> [Objective]
Look in the data below for the line that contains "Can you find the building". Copy that line and the remaining lines exactly.

-- -- --

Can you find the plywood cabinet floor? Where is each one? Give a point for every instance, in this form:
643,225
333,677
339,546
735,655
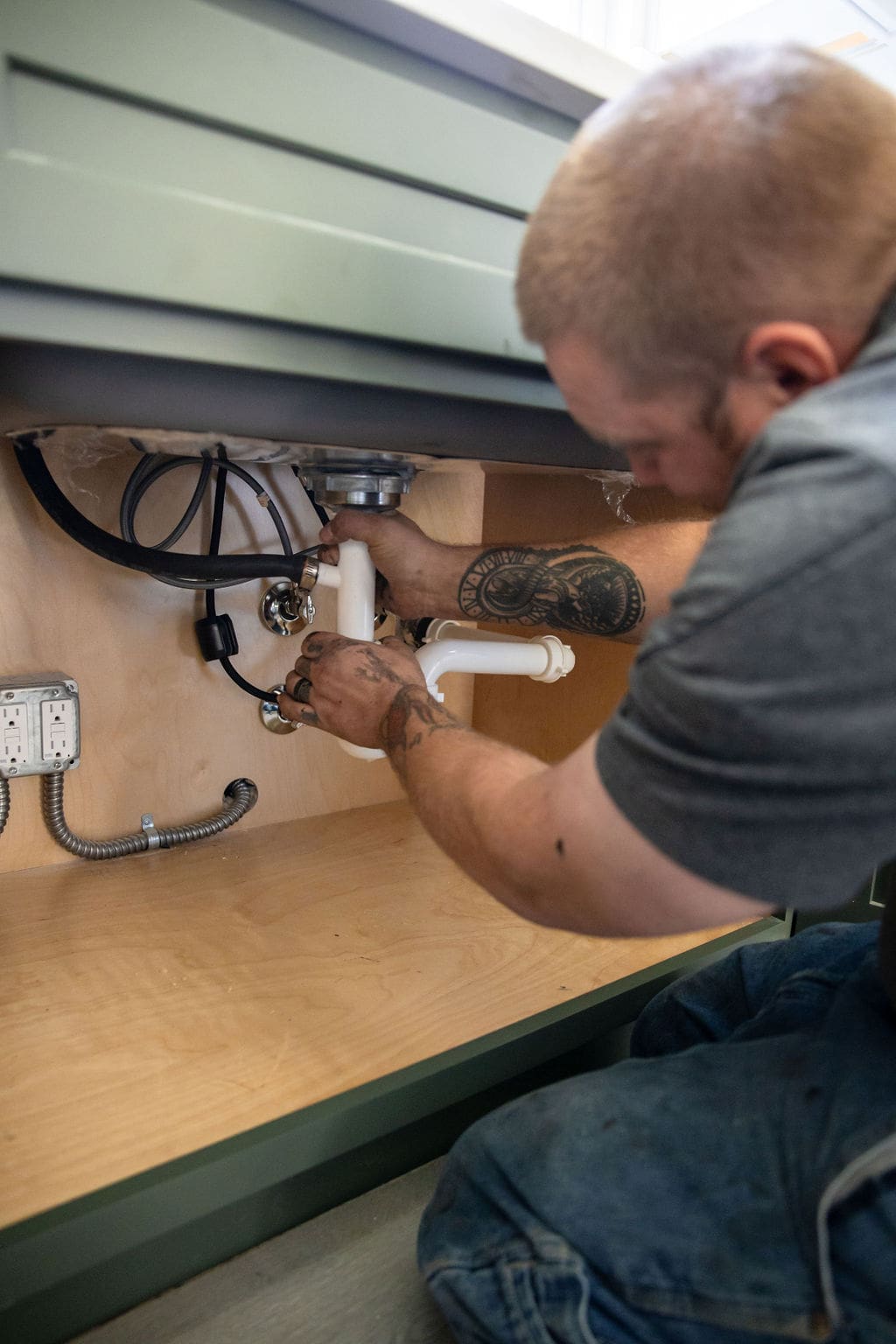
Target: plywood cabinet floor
158,1004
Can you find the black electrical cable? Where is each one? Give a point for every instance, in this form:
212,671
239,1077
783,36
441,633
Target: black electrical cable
318,508
152,469
211,608
147,472
200,571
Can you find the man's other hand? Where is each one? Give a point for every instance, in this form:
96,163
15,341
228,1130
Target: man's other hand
421,577
346,687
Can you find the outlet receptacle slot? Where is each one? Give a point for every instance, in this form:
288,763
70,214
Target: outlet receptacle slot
58,738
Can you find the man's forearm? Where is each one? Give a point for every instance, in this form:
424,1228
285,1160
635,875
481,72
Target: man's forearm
614,588
465,789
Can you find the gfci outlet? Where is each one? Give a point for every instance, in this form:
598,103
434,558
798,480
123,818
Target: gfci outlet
39,724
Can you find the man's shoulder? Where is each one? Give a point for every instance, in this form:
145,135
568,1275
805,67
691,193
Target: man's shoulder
821,479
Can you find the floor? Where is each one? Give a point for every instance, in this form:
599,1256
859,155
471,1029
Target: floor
348,1276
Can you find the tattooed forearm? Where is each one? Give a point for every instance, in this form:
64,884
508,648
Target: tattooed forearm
572,588
413,717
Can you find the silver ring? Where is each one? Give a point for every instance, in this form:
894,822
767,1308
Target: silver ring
303,691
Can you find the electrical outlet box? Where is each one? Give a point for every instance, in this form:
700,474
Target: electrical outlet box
39,724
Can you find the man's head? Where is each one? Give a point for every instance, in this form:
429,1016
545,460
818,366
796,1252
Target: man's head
717,242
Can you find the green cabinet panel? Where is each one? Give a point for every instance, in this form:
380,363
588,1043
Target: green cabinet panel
199,153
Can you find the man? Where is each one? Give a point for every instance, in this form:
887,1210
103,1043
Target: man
710,276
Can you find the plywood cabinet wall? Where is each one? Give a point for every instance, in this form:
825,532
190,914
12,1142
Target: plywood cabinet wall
164,732
161,730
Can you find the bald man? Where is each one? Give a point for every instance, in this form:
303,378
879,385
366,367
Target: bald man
712,277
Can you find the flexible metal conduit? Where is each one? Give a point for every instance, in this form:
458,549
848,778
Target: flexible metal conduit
240,797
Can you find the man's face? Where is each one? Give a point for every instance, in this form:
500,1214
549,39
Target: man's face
670,440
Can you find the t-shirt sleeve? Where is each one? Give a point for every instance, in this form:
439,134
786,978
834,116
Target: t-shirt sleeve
757,745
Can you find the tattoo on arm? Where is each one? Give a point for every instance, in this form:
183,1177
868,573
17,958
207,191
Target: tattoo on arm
572,588
413,717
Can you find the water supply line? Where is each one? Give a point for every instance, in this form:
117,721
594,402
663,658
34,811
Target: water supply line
449,647
240,797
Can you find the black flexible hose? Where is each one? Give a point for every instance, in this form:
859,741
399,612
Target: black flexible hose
211,606
205,570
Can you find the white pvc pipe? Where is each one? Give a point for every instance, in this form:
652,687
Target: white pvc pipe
355,582
449,646
544,659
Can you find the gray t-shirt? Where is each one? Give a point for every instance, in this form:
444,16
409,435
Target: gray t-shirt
757,745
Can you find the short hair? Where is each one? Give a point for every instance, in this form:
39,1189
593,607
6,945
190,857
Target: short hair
740,186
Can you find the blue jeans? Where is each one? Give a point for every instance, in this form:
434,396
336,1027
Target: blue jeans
732,1183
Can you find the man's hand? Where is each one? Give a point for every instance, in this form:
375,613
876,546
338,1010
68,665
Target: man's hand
348,686
421,577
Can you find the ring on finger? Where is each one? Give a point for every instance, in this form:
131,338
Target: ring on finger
303,691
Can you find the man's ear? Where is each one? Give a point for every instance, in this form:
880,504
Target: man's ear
788,358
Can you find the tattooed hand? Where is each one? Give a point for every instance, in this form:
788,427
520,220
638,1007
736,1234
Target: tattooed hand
354,686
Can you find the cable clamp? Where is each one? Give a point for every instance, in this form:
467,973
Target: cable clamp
148,828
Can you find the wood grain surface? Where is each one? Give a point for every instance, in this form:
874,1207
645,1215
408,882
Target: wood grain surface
156,1004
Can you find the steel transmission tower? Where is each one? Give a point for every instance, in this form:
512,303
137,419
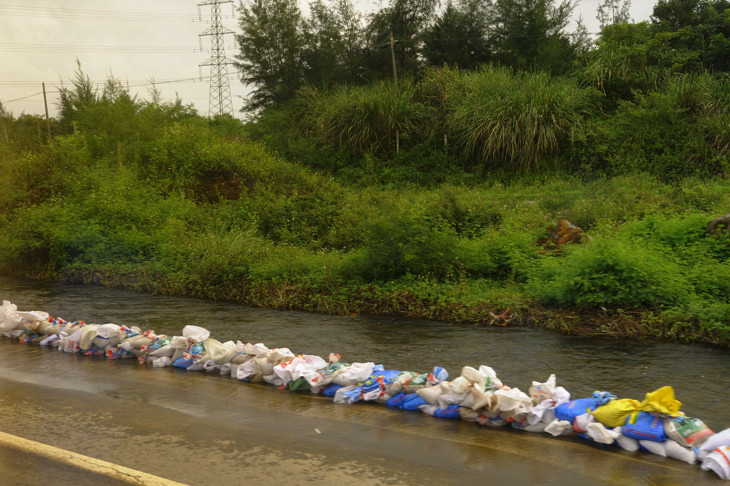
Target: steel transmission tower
220,89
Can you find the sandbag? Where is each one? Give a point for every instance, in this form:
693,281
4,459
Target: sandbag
687,431
645,427
718,461
614,413
570,410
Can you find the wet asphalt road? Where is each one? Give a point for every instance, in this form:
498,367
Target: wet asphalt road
199,428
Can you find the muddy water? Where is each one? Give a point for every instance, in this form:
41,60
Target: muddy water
699,374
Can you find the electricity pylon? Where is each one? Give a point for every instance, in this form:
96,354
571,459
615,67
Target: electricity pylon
220,101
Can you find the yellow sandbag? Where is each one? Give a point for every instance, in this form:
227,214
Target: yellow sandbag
661,401
614,413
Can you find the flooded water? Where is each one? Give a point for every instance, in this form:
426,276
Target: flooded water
626,368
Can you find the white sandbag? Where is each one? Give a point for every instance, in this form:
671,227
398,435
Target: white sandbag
195,334
161,362
88,333
626,443
354,374
599,433
428,409
559,427
657,448
720,439
513,401
431,393
718,461
492,382
258,349
581,422
675,450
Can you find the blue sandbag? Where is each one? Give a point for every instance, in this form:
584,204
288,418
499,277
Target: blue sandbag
645,427
451,411
570,410
182,363
330,390
412,401
396,400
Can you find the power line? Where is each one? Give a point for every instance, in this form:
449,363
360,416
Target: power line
220,101
84,14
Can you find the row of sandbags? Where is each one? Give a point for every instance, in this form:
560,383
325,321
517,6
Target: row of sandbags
655,424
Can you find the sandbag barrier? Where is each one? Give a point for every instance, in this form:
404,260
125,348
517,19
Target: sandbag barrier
655,424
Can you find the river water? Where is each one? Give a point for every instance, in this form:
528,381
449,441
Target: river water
626,368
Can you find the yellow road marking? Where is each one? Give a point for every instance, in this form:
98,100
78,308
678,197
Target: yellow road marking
74,459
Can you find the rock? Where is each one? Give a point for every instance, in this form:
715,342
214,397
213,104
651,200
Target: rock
718,225
563,232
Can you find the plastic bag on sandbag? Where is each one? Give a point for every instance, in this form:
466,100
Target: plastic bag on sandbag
258,349
546,408
330,390
411,402
718,461
397,385
348,394
687,431
50,339
396,400
514,401
88,333
273,379
431,394
645,427
161,362
437,375
661,401
219,352
450,398
626,443
599,433
677,451
468,414
713,442
490,420
195,333
71,343
570,410
451,412
559,427
542,391
581,422
653,447
353,374
428,409
615,412
300,384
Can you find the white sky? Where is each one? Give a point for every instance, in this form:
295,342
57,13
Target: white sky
41,39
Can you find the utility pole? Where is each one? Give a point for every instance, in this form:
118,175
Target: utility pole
48,120
395,85
220,101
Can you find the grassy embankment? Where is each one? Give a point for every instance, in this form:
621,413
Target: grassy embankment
158,200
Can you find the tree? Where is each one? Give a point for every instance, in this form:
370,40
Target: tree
333,42
529,34
459,36
406,20
612,12
271,46
692,35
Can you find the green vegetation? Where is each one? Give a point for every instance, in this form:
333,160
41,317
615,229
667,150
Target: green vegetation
426,198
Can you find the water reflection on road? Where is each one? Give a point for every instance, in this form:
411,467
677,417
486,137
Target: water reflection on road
374,434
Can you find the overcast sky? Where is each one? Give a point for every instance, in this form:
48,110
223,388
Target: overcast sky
40,41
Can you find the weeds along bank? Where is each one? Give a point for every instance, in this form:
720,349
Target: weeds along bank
152,197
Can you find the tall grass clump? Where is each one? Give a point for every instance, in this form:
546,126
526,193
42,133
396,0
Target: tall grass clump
517,119
369,119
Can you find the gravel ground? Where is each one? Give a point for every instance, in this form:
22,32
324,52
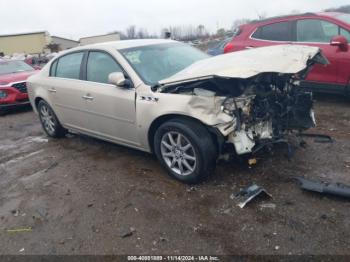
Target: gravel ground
81,196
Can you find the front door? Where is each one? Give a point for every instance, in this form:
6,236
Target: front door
317,32
112,109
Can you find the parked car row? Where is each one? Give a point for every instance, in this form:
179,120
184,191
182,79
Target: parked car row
328,31
171,99
13,86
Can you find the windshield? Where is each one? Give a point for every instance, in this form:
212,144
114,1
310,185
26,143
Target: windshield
344,17
9,67
157,62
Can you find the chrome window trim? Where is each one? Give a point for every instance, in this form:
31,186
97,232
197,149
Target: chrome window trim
292,42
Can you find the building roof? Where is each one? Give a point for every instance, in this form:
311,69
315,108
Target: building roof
53,36
28,33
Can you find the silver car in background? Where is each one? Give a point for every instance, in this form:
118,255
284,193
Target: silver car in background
168,98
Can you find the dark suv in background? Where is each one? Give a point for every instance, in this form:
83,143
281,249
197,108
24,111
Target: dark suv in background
328,31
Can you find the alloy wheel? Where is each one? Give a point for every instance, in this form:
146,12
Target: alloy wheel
178,153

-- -- --

> [Task result]
Can you find the building roof? Where is each one? Give a point for every instance, in this form:
311,69
315,108
Target: building roof
53,36
28,33
Can you find the silver car in background? Where is each one? Give a point for every instance, in this form:
118,255
284,193
Target: silver car in background
168,98
Can you find the dark suv in background? Where is each one? Give a point for every instance, in this form:
83,143
281,249
197,108
24,111
Target: dark suv in background
328,31
Can you find the alloy wheel? Where is each one? Give a point for every instance, in this form:
146,12
Target: alloy wheel
178,153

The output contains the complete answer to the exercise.